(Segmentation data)
§ §

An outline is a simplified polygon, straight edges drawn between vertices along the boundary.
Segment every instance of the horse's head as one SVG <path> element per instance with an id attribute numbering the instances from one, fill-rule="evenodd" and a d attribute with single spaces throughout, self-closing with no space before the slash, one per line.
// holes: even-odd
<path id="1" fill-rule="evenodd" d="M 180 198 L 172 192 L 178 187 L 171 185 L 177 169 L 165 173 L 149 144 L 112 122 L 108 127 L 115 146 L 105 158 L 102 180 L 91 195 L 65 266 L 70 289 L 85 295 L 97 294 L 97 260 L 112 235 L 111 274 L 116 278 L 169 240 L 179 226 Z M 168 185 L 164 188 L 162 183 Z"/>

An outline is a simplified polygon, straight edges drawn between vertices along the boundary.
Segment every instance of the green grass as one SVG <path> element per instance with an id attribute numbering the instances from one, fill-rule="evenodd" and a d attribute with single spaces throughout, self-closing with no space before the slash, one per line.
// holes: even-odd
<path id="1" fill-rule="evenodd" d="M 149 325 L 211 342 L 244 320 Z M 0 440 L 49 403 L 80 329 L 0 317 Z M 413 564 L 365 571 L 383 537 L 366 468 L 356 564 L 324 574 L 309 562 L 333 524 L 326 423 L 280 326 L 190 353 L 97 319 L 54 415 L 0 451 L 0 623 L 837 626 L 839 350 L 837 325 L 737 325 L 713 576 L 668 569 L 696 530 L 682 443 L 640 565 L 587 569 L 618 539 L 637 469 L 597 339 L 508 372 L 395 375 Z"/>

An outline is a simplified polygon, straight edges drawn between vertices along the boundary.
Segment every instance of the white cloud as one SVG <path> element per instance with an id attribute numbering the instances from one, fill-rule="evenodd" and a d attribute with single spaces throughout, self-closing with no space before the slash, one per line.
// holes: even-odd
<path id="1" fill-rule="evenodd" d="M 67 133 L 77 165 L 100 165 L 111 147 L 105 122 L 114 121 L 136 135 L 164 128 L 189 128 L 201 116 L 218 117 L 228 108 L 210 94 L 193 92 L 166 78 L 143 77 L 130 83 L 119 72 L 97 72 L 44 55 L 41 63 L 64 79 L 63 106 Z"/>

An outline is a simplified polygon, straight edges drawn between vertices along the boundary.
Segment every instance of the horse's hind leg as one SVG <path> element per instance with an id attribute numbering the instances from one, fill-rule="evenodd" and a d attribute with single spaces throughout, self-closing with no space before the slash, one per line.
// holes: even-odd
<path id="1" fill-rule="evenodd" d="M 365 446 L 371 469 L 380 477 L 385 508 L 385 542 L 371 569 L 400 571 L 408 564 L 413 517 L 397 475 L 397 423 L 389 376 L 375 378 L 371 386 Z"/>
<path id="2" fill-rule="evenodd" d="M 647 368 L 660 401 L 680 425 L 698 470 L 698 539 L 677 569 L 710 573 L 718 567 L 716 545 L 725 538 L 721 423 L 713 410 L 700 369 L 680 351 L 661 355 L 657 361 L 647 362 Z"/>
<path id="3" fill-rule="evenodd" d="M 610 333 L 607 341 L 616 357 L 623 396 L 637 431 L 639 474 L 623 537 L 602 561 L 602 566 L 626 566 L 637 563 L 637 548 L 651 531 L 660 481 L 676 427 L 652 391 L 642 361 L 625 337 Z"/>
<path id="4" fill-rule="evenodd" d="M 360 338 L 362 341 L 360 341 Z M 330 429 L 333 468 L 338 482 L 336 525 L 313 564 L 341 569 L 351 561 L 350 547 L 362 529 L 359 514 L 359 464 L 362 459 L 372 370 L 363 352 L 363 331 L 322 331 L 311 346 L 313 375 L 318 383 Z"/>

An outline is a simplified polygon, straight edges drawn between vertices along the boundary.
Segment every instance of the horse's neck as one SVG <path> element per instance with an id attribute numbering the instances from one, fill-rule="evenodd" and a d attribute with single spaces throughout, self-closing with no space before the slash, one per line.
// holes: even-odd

§ §

**TASK STATEMENT**
Every entry should be printed again exactly as written.

**WRITTEN SOLUTION**
An outline is a simplified polygon, straight edges drawn between vertices along the boundary.
Segment every instance of the horse's head as one SVG <path> element per instance with an id attribute numbering the instances from one, fill-rule="evenodd" and a d attribute with single spaces throughout, self-closing with no space before the slash, one per line.
// holes: even-odd
<path id="1" fill-rule="evenodd" d="M 180 198 L 172 192 L 178 187 L 171 185 L 177 169 L 165 173 L 149 144 L 112 122 L 108 127 L 115 146 L 105 158 L 102 180 L 91 195 L 65 266 L 70 289 L 85 295 L 97 294 L 97 260 L 112 235 L 111 274 L 116 278 L 169 240 L 179 226 Z M 168 185 L 164 188 L 162 183 Z"/>

An outline is a simplified polygon, straight edges drawn between vertices along the boundary.
Segment every instance of the green grass as one SVG <path> element per instance with an id attribute numbering the instances from one, fill-rule="evenodd" and a d attribute with single spaces throughout, self-closing with no space before the slash, one per line.
// holes: even-odd
<path id="1" fill-rule="evenodd" d="M 149 325 L 211 342 L 244 320 Z M 0 440 L 49 403 L 80 329 L 0 317 Z M 413 564 L 365 571 L 383 537 L 366 468 L 356 564 L 324 574 L 309 562 L 333 524 L 326 423 L 280 326 L 190 353 L 97 319 L 54 415 L 0 451 L 0 623 L 837 626 L 839 350 L 837 325 L 737 325 L 713 576 L 668 569 L 696 530 L 682 443 L 640 565 L 587 569 L 618 539 L 637 469 L 597 339 L 508 372 L 395 375 Z"/>

An outline is a simplified polygon, straight edges drawn between vertices along the boundary.
Segment every instance of the white cloud as one SVG <path> element per instance with an id attribute numbering the instances from one, fill-rule="evenodd" and a d attribute with single spaces throughout, self-closing with no space before the slash, one per line.
// holes: even-odd
<path id="1" fill-rule="evenodd" d="M 67 133 L 77 165 L 100 165 L 111 147 L 105 122 L 114 121 L 136 135 L 164 128 L 189 128 L 201 116 L 218 117 L 228 108 L 210 94 L 193 92 L 166 78 L 143 77 L 130 83 L 119 72 L 97 72 L 44 55 L 41 63 L 64 79 L 63 106 Z"/>

An outline is a simplified polygon, straight edges drawn between vertices along the boundary.
Segment every instance of the horse's hind leg as one SVG <path> element per instance with an id attribute numbering the instances from one, fill-rule="evenodd" and a d attribute with single spaces throughout, self-closing with no space before the slash, one per line.
// holes: even-odd
<path id="1" fill-rule="evenodd" d="M 365 446 L 371 469 L 380 477 L 385 508 L 385 542 L 371 569 L 400 571 L 408 564 L 413 517 L 397 475 L 397 423 L 389 376 L 375 378 L 371 386 Z"/>
<path id="2" fill-rule="evenodd" d="M 647 368 L 660 401 L 680 425 L 698 470 L 698 539 L 677 569 L 710 573 L 718 567 L 716 545 L 725 538 L 721 423 L 713 410 L 700 369 L 680 351 L 661 355 L 657 361 L 647 362 Z"/>
<path id="3" fill-rule="evenodd" d="M 610 333 L 607 341 L 616 357 L 623 396 L 637 431 L 639 474 L 623 537 L 602 561 L 602 566 L 626 566 L 637 563 L 637 548 L 651 531 L 660 481 L 676 427 L 652 391 L 642 361 L 625 337 Z"/>
<path id="4" fill-rule="evenodd" d="M 360 338 L 362 341 L 360 341 Z M 330 429 L 333 468 L 338 482 L 336 525 L 313 564 L 341 569 L 351 561 L 350 547 L 362 529 L 359 514 L 359 464 L 362 459 L 372 370 L 363 352 L 363 331 L 322 331 L 311 346 L 313 375 L 318 383 Z"/>

An outline is a simplified polygon, straight edges drawn between vertices along the boundary.
Segment every instance of the horse's neck as one SVG <path> element per instance with an id attribute numbering the instances from one, fill-rule="evenodd" and a d attribute with single spaces throughout, self-closing with no space before the slash, one per line.
// holes: even-odd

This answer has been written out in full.